Ok this is pretty insane. I have to say I have written most of the code in the katex plug, so I know how the library works and all, but still … It took me 10 minutes to write this (and this includes two slash commands for easier use) very tiny space lua and look what’s possible.
Space Lua
latex = {
header = [[<link rel="stylesheet" href="https://cdn.jsdelivr.net/npm/[email protected]/dist/katex.min.css">]],
katex = js.import("https://cdn.jsdelivr.net/npm/[email protected]/+esm")
}
function latex.inline(expression)
local html = latex.katex.renderToString(expression, {
trust = true,
throwOnError = false,
displayMode = false
})
return widget.new {
html = "<span>" + latex.header + html + "</span>"
}
end
function latex.block(expression)
local html = latex.katex.renderToString(expression, {
trust = true,
throwOnError = false,
displayMode = true
})
return widget.new {
html = "<span>" + latex.header + html + "</span>"
}
end
slashcommand.define {
name = "math",
run = function()
editor.insertAtCursor("${latex.inline[[]]}", false, true)
editor.moveCursor(editor.getCursor() - 3)
end
}
slashcommand.define {
name = "equation",
run = function()
editor.insertAtCursor("${latex.block[[]]}", false, true)
editor.moveCursor(editor.getCursor() - 3)
end
}
Space Style
.sb-lua-directive-inline:has(.katex-html) {
border: none !important;
}
Code for the image
If ${latex.inline[[S]]} is a set, ${latex.inline[[\circ]]} is a binary operation on ${latex.inline[[S]]}, and ${latex.inline[[e \in S]]}, then ${latex.inline[[G = (S, e, \circ)]]} is called a *group* if
1. ${latex.inline[[\forall a, b \in G, \quad a \circ \ b \in G]]} (completeness);
2. ${latex.inline[[(ab)c = a(bc), \quad \forall a,b,c \in S]]} (associativity);
3. ${latex.inline[[\exists e \in S]]} such that ${latex.inline[[ae=a=ea, \quad \forall a \in S]]} (identity);
4. ${latex.inline[[\forall a \in S, \quad \exists b \in S]]} such that ${latex.inline[[ab=e=ba]]} (inverse).

**Task 1**
Reproduce the part of the KaTeX post above from "Ok this is pretty" down to "function latex.inline(expression)", keeping it word for word.

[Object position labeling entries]
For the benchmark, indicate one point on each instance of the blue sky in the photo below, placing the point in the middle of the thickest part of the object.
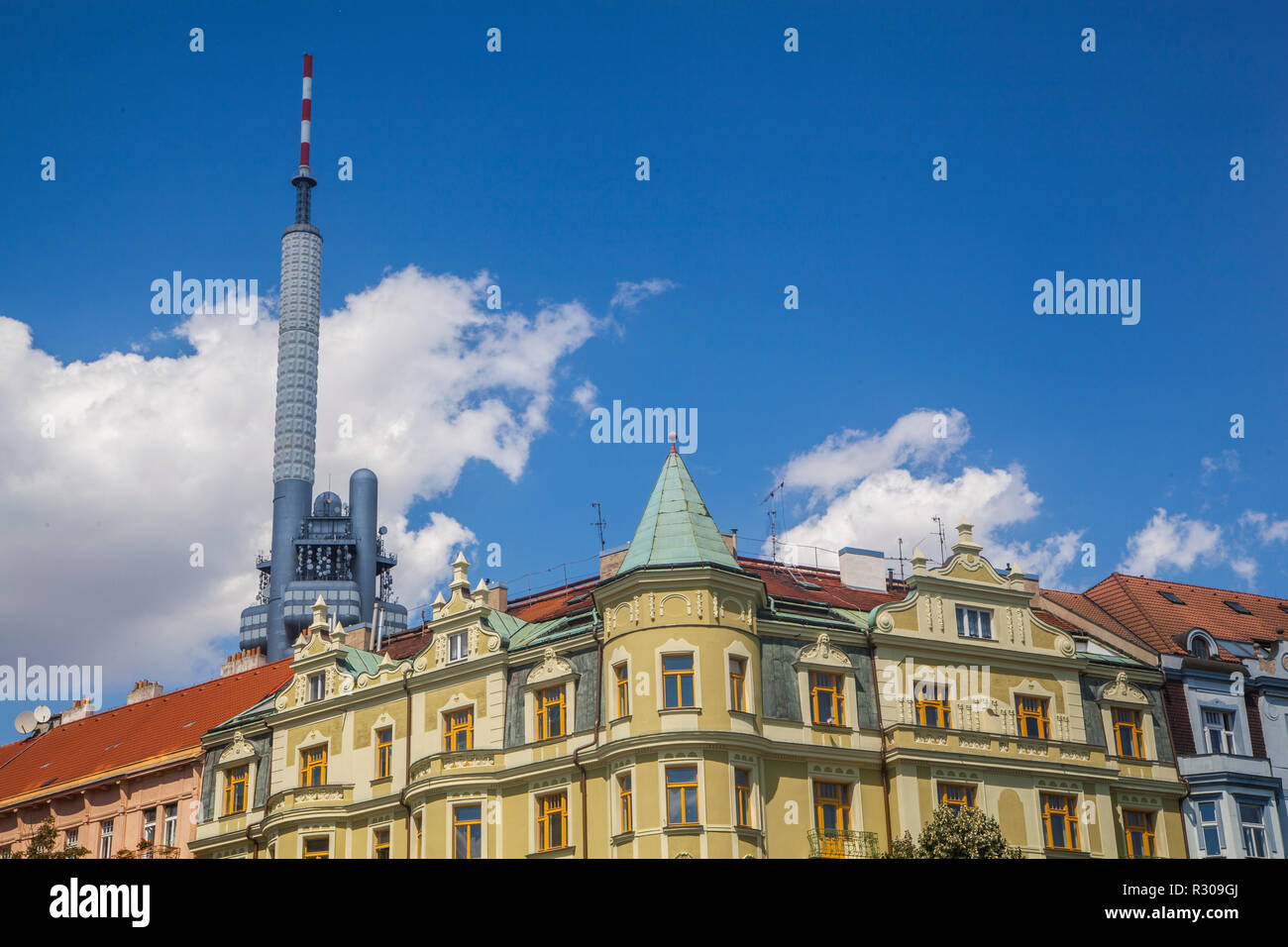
(768, 169)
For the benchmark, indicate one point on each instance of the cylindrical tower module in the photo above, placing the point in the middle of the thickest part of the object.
(295, 431)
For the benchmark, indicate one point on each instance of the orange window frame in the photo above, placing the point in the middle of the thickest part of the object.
(384, 751)
(552, 821)
(742, 797)
(957, 795)
(550, 705)
(1060, 810)
(623, 688)
(1136, 822)
(459, 729)
(1031, 709)
(1127, 723)
(233, 780)
(938, 703)
(825, 684)
(313, 766)
(738, 684)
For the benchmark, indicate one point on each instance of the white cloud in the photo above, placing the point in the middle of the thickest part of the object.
(631, 294)
(874, 500)
(1266, 530)
(1172, 541)
(845, 459)
(584, 395)
(153, 455)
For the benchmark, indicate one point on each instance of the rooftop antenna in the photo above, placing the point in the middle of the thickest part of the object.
(902, 560)
(772, 499)
(599, 523)
(939, 522)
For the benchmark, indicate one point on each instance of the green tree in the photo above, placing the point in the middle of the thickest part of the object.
(952, 832)
(44, 844)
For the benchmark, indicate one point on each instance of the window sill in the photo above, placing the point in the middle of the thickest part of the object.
(831, 727)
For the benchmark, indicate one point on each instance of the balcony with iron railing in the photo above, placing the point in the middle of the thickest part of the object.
(833, 843)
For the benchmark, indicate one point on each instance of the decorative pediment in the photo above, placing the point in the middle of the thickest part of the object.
(1122, 690)
(239, 749)
(822, 652)
(552, 668)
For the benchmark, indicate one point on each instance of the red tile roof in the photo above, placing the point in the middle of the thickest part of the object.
(1137, 603)
(127, 737)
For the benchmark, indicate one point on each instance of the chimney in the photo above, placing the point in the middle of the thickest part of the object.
(610, 561)
(497, 598)
(863, 569)
(143, 690)
(243, 661)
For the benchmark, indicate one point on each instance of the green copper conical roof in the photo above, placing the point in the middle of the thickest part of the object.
(677, 527)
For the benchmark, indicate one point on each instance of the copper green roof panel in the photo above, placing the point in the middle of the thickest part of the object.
(677, 527)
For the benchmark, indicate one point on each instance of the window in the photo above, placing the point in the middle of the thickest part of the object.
(104, 839)
(1219, 727)
(171, 826)
(827, 698)
(1060, 821)
(678, 681)
(738, 684)
(384, 751)
(623, 688)
(831, 817)
(742, 797)
(552, 821)
(550, 712)
(682, 795)
(1128, 733)
(235, 796)
(1138, 827)
(1210, 827)
(317, 847)
(1252, 821)
(625, 802)
(458, 646)
(313, 766)
(934, 710)
(1031, 718)
(956, 796)
(974, 622)
(459, 729)
(468, 831)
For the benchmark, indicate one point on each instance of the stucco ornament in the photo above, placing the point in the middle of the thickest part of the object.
(552, 667)
(823, 652)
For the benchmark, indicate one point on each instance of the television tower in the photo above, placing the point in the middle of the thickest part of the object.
(330, 549)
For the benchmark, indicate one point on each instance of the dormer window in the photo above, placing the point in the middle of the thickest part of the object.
(974, 622)
(458, 646)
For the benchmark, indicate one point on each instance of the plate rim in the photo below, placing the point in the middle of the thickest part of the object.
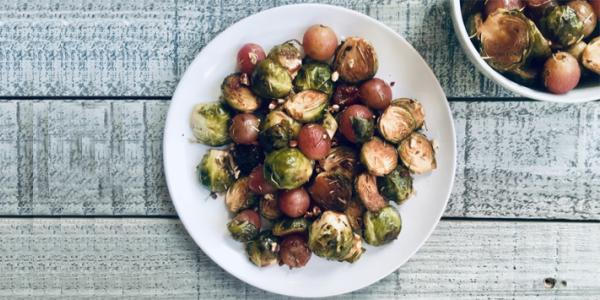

**Task 2**
Gather every line of the records above that contains the word "tower", treating case as significant.

**Task result 1**
Ok this is pretty insane. I have to say I have written most of the code in the katex plug, so I know how the library works and all, but still … It took me 10 minutes to write this (and this includes two slash commands for easier use) very tiny space lua and look what’s possible.
Space Lua
latex = {
header = [[<link rel="stylesheet" href="https://cdn.jsdelivr.net/npm/[email protected]/dist/katex.min.css">]],
katex = js.import("https://cdn.jsdelivr.net/npm/[email protected]/+esm")
}
function latex.inline(expression)

**Task result 2**
For the benchmark, indicate one point on each instance of the cylindrical tower module in the photo above, placing the point in the middle of the thickest part of the object.
For the benchmark, indicate one point on each instance of the television tower in the photo above, placing the point in the middle of the thickest part of the object.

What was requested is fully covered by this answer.